*Problem statement:*
Reproduce the records below word for word, leaving out the pictures.

(Records from the dataset)
───

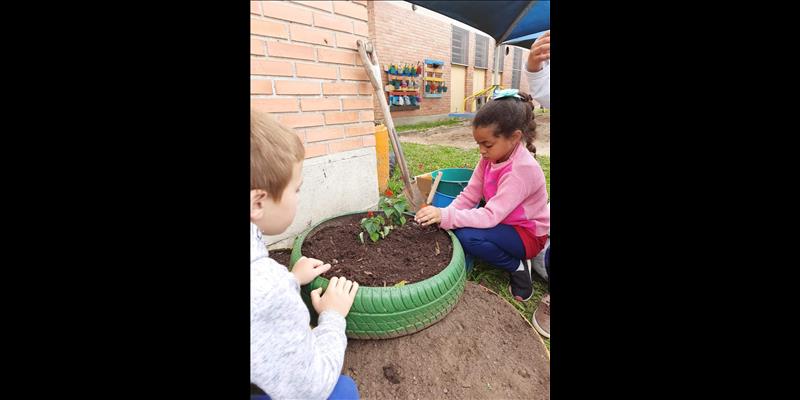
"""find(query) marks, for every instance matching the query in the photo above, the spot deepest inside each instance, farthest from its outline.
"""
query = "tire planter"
(388, 312)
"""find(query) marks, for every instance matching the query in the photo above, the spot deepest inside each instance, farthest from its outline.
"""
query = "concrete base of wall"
(421, 118)
(332, 185)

───

*Exercise response:*
"""find(query) marks, for every instance matching the query in the photo above, the spot deepest inside each instance, farthest from its outline.
"""
query = "tire planter"
(388, 312)
"""find(query) marks, for every instance matching the query in the photo above, the spot deepest inside each instance, farthest from its outline.
"""
query = "concrete base of wall"
(421, 118)
(332, 185)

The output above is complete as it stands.